* 文書抜粋
━━━━━━━━━━━━━━━━━━━━━━━━━━━━━━

本作品はTIGGERによるアニメオリジナル作品。
TRIGGER設立5周年記念作品となっており、
監督は今石洋之、制作はTRIGGER

見だして感じるのはカオス感だろう。
今石監督らしい「カートゥーンアニメ」的なド派手なキャラの反応、
若干のグロさを含んだやりすぎと勢い混じりの
荒唐無稽なストーリー展開は掴みどころが一切ない。

舞台は荻窪だが宇宙人が移民してきており、
そんな荻窪に住む主人公が冷凍状態の父を助ける資金を稼ぐために
「宇宙パトロール」としてバイトを始める。

予想ということが一切できない。
この作品の脚本を描いた人はどんな思考でこのストーリーを作り上げているのか、
はっきりいってしまえば滅茶苦茶ともいえるストーリー展開が、
見る側の予想を全て裏切り、見る側に「思考」というものをさせない。

考えるだけ無駄なのだ(笑)
ハイテンションかつカオスかつハイスピードで描かれる内容を
頭にひたすら叩きこまれ、それが面白いのかどうかの判断をする思考を鈍らせ、
1話1話があっという間に終わっている。

1話あたり10分という尺だからこそ、このカオス感が余計にましており、
それがきちんと面白さになっている。

━━━━━━━━━━━━━━━━━━━━━━━━━━━━━━

* 提供データ
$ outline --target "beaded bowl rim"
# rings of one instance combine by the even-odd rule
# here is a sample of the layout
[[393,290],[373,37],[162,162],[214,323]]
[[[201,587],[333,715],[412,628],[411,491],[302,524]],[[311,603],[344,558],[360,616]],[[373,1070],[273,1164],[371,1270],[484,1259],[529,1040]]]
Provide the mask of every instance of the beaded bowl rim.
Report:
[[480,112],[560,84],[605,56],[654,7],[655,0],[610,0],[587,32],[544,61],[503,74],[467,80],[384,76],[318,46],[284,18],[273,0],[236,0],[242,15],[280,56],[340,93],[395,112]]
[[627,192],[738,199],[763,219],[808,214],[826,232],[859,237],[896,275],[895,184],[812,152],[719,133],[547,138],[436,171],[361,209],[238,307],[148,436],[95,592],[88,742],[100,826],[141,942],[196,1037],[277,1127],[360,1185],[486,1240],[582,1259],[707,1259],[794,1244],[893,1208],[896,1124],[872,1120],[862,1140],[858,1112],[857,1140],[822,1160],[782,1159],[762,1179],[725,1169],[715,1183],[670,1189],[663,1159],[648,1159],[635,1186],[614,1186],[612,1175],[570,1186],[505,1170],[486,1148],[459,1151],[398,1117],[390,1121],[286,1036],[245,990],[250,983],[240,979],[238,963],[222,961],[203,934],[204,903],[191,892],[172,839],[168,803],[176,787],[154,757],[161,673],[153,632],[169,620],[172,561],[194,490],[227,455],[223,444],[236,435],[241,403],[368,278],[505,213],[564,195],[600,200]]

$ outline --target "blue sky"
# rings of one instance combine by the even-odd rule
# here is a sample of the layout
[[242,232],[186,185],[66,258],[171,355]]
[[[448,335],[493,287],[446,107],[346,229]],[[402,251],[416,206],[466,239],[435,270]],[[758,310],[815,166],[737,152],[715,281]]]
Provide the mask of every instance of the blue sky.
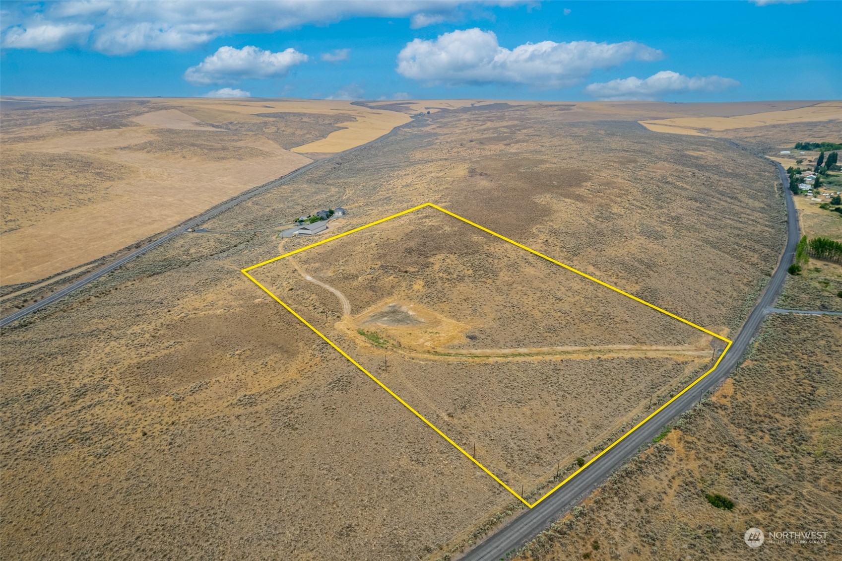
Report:
[[[3,3],[0,94],[829,99],[842,2]],[[322,57],[329,59],[323,60]],[[214,94],[216,93],[216,94]]]

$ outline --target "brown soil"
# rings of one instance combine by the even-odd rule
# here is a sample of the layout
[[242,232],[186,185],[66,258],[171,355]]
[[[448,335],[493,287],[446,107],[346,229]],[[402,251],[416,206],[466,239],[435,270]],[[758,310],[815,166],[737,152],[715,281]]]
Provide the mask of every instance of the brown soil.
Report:
[[[519,558],[839,558],[840,354],[838,319],[771,316],[733,381]],[[756,552],[743,542],[751,527],[767,532]],[[770,541],[802,529],[826,543]]]

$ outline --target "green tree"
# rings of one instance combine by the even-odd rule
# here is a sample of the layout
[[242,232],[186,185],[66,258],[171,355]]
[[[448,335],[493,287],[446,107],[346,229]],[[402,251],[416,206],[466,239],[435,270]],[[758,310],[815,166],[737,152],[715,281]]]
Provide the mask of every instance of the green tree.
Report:
[[705,498],[707,499],[707,502],[711,503],[711,505],[716,506],[717,509],[731,510],[734,507],[734,501],[718,494],[706,494]]
[[808,247],[810,254],[817,259],[842,262],[842,243],[828,238],[813,238]]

━━━━━━━━━━━━━━━━━━━━━━━━━━━━━━

前掲のアニメ評のうち、「この作品の脚本を描いた人はどんな思考でこのストーリーを作り上げているのか、」を含む語句から始め、「それがきちんと面白さになっている。」までの部分を、一字一句変えずに出力してください。

* 正解
この作品の脚本を描いた人はどんな思考でこのストーリーを作り上げているのか、
はっきりいってしまえば滅茶苦茶ともいえるストーリー展開が、
見る側の予想を全て裏切り、見る側に「思考」というものをさせない。

考えるだけ無駄なのだ(笑)
ハイテンションかつカオスかつハイスピードで描かれる内容を
頭にひたすら叩きこまれ、それが面白いのかどうかの判断をする思考を鈍らせ、
1話1話があっという間に終わっている。

1話あたり10分という尺だからこそ、このカオス感が余計にましており、
それがきちんと面白さになっている。